Report each line of the entries below that contains the word "stone", copying every such line in full.

» Location labeling records:
━━━━━━━━━━━━━━━━━━━━━━━━━━━━━━

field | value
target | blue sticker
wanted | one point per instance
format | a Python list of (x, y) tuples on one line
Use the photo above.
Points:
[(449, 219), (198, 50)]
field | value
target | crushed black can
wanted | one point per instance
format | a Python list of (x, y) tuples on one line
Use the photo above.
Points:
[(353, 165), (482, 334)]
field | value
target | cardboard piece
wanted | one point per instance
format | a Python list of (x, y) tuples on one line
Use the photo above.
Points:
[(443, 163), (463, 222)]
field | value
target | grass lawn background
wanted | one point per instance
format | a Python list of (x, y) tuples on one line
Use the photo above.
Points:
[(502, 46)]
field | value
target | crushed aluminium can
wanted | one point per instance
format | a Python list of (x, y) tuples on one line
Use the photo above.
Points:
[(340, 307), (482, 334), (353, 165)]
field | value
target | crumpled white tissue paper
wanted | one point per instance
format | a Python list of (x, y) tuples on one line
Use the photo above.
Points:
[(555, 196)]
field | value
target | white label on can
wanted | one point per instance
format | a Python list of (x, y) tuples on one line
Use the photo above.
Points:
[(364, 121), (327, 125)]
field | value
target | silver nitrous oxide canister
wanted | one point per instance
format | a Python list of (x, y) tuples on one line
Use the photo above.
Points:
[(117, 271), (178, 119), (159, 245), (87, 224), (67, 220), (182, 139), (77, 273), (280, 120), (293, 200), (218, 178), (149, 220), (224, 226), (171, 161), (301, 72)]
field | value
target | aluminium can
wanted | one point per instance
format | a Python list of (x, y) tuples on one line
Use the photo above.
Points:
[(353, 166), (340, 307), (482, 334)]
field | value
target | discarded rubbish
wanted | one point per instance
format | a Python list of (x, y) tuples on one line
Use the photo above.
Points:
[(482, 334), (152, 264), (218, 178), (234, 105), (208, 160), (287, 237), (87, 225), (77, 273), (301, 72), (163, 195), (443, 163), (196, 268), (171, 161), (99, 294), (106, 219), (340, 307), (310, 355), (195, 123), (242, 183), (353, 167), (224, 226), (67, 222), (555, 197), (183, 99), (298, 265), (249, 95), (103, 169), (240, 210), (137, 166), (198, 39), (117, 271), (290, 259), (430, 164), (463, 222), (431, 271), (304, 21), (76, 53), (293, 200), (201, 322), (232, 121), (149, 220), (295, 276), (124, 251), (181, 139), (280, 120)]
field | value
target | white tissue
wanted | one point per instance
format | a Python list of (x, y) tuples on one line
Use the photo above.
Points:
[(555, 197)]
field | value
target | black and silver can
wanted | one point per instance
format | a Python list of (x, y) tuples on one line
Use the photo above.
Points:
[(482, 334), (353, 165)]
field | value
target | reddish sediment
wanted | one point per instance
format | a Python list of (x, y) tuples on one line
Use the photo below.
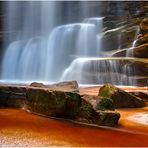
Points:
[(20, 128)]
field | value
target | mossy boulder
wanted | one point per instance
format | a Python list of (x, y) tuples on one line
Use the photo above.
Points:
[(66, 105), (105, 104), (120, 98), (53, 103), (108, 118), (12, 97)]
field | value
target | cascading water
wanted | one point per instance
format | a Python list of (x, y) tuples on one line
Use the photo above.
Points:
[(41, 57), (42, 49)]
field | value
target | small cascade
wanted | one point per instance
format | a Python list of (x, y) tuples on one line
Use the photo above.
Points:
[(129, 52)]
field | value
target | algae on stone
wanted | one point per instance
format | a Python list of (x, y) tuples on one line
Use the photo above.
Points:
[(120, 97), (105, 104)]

━━━━━━━━━━━━━━━━━━━━━━━━━━━━━━

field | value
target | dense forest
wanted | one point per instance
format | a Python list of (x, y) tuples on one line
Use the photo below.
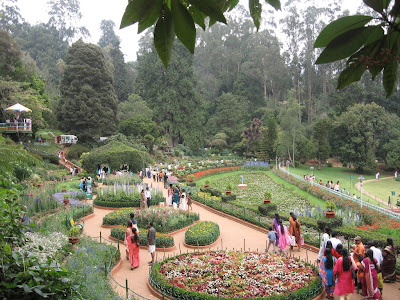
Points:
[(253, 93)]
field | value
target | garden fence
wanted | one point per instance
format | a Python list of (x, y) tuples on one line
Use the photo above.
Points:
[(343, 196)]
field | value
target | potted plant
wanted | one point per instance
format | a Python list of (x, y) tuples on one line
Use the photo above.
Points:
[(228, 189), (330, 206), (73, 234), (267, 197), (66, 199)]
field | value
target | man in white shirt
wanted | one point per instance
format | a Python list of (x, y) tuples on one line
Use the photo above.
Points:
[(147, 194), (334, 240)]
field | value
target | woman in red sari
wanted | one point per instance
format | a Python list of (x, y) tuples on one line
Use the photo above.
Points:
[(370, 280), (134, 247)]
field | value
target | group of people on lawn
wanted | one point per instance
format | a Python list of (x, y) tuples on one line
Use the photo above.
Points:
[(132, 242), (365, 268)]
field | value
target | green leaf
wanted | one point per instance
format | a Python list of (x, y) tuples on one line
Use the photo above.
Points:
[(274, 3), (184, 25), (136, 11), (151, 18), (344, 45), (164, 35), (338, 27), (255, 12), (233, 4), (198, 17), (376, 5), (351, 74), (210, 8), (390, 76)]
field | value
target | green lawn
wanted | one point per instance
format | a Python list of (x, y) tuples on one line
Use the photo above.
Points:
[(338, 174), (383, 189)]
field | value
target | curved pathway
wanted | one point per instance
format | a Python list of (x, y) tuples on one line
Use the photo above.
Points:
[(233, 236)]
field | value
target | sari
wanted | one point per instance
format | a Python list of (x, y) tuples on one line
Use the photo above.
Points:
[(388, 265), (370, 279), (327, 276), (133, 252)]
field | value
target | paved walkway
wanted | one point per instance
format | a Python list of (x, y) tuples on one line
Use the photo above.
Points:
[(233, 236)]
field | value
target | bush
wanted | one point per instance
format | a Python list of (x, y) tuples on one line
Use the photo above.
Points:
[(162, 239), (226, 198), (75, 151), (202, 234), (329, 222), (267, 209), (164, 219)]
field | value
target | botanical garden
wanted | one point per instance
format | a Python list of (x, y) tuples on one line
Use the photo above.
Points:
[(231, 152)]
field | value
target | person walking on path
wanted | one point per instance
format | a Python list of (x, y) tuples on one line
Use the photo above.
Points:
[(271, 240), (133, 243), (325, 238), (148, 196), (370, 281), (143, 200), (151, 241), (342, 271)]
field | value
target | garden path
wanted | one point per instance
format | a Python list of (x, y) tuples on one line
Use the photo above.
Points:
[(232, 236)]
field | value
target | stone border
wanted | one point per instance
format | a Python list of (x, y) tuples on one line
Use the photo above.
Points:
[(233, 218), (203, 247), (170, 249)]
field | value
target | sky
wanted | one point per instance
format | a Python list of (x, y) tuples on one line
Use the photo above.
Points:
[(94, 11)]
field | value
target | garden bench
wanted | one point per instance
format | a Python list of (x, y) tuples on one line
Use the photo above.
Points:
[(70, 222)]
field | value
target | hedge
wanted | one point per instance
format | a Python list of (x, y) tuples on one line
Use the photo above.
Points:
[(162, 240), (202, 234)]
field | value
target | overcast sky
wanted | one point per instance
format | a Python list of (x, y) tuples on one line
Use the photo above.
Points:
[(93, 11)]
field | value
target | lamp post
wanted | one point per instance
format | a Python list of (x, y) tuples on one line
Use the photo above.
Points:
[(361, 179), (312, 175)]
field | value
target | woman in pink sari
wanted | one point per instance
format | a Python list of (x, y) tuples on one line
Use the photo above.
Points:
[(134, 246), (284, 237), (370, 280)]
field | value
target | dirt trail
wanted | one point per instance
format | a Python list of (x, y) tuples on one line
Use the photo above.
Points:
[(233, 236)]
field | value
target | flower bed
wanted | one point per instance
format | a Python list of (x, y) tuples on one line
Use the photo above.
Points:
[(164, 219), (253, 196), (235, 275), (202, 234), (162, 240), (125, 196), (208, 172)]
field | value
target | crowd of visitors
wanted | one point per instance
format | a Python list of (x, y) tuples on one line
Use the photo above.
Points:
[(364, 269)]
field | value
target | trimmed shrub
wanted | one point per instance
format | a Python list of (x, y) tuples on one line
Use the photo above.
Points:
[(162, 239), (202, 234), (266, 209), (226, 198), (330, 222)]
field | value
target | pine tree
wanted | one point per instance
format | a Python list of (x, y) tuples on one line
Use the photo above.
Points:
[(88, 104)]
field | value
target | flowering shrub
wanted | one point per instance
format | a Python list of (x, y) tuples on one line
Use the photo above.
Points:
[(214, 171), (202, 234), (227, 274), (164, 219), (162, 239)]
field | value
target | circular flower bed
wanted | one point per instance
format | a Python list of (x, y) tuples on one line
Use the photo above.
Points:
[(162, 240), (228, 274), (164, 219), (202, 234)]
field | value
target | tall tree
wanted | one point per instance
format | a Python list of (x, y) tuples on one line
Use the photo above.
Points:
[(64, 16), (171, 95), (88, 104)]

━━━━━━━━━━━━━━━━━━━━━━━━━━━━━━

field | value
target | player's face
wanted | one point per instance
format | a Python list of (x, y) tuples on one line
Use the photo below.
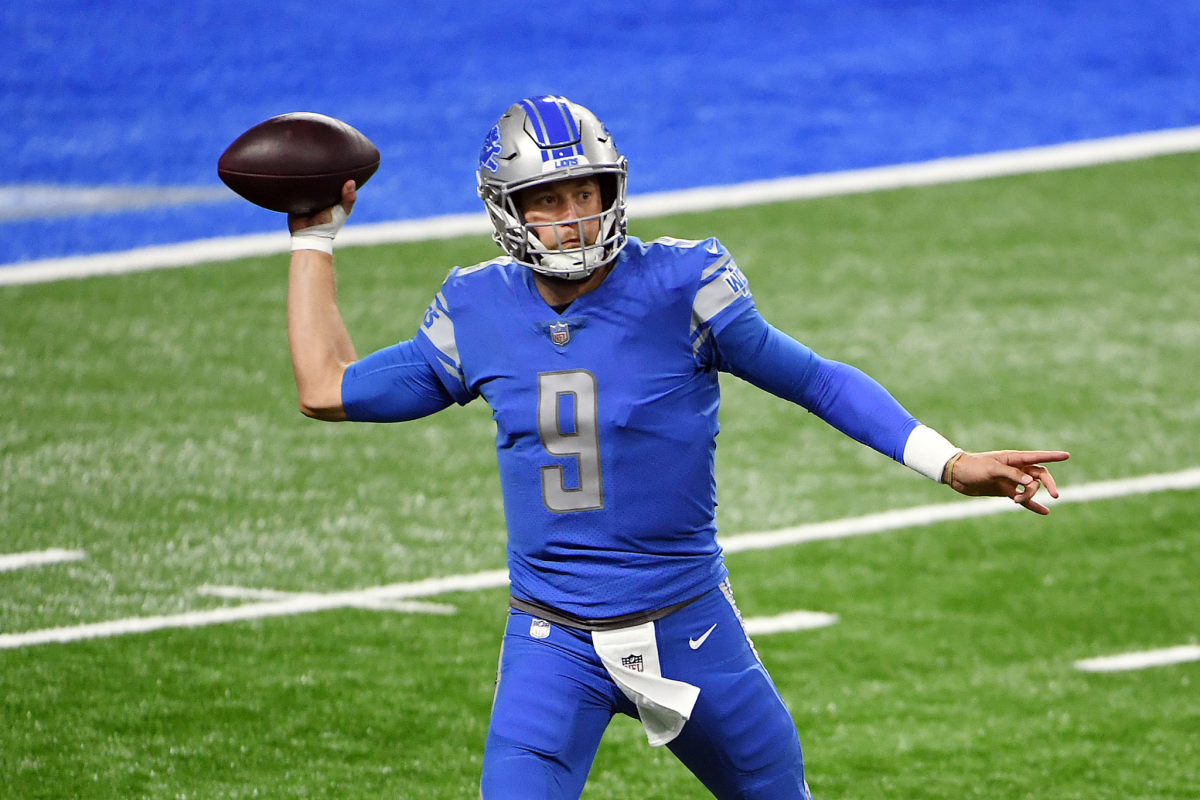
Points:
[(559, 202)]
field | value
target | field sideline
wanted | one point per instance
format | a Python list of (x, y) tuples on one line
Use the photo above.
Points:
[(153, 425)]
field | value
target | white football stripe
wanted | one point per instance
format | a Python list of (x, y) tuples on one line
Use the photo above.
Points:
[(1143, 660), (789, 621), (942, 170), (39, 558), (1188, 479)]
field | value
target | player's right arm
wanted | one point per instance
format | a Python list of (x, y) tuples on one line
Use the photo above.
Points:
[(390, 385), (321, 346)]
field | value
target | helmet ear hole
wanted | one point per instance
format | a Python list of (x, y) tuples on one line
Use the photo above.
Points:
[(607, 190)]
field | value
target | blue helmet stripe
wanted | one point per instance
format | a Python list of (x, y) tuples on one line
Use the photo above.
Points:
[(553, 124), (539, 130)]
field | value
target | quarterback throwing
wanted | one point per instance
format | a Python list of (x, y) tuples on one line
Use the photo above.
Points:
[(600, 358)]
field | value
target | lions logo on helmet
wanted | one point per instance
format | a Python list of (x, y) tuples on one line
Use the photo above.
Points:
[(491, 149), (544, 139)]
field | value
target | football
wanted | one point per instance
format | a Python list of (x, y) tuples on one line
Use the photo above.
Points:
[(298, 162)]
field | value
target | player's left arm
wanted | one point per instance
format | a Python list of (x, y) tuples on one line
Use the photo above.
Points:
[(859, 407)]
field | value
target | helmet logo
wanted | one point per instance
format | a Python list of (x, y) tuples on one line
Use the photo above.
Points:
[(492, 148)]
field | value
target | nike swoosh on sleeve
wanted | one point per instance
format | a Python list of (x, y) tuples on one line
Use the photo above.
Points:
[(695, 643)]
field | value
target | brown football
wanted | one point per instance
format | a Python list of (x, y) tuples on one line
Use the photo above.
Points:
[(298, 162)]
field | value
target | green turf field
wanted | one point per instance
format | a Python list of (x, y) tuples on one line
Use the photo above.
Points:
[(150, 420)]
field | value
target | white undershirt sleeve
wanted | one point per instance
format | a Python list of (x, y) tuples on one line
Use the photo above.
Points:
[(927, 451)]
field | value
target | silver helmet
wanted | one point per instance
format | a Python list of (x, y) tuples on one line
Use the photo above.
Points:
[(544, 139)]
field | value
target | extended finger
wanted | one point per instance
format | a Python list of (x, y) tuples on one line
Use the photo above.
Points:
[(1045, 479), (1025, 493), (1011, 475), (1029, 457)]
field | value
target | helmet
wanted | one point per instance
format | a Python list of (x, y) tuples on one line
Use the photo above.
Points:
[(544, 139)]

━━━━━━━━━━━━━━━━━━━━━━━━━━━━━━

» The response:
target | algae on stone
target | stone border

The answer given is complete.